WHAT YOU HAVE TO DO | Reproduce each line in the rows below that contains the word "black", copying every such line in full.

··· AVAILABLE DATA

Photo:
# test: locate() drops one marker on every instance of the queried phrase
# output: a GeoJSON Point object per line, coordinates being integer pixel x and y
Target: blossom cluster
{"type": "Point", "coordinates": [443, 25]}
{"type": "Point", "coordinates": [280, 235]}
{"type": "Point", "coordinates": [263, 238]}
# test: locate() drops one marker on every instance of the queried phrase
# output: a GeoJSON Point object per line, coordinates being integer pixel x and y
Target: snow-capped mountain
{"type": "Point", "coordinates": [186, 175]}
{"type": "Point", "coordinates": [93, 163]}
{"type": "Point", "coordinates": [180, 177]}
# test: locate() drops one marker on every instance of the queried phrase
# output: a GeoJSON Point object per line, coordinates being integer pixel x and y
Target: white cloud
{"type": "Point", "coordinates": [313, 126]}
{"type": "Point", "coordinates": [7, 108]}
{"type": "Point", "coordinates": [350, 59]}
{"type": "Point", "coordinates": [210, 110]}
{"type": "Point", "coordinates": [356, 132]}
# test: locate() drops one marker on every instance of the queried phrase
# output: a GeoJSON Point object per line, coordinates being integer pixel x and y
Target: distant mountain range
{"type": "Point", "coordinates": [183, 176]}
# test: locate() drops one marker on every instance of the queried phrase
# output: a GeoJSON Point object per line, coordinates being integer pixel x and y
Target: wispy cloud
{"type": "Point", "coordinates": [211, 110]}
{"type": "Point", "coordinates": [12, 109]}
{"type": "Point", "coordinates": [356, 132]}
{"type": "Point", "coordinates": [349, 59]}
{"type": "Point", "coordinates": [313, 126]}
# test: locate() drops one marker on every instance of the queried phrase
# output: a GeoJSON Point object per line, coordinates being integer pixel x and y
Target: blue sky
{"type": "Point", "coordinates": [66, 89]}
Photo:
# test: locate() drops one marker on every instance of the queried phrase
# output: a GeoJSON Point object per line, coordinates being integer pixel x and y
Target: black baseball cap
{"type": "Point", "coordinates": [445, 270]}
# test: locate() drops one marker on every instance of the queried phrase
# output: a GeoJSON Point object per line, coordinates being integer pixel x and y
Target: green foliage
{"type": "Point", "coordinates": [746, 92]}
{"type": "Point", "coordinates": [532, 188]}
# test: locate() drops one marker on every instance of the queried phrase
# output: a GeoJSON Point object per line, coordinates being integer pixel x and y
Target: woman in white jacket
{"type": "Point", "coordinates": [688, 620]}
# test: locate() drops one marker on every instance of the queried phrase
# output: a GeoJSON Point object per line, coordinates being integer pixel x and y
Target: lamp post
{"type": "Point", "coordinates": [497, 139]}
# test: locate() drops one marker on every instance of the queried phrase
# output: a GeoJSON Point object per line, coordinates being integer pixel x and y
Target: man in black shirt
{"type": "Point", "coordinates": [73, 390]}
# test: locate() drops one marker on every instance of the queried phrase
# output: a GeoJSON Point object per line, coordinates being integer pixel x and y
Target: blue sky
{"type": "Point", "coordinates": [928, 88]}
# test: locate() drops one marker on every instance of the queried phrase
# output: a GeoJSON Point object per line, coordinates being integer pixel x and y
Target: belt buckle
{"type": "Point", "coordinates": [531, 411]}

······

EXERCISE OUTPUT |
Target: black baseball cap
Target: man in black shirt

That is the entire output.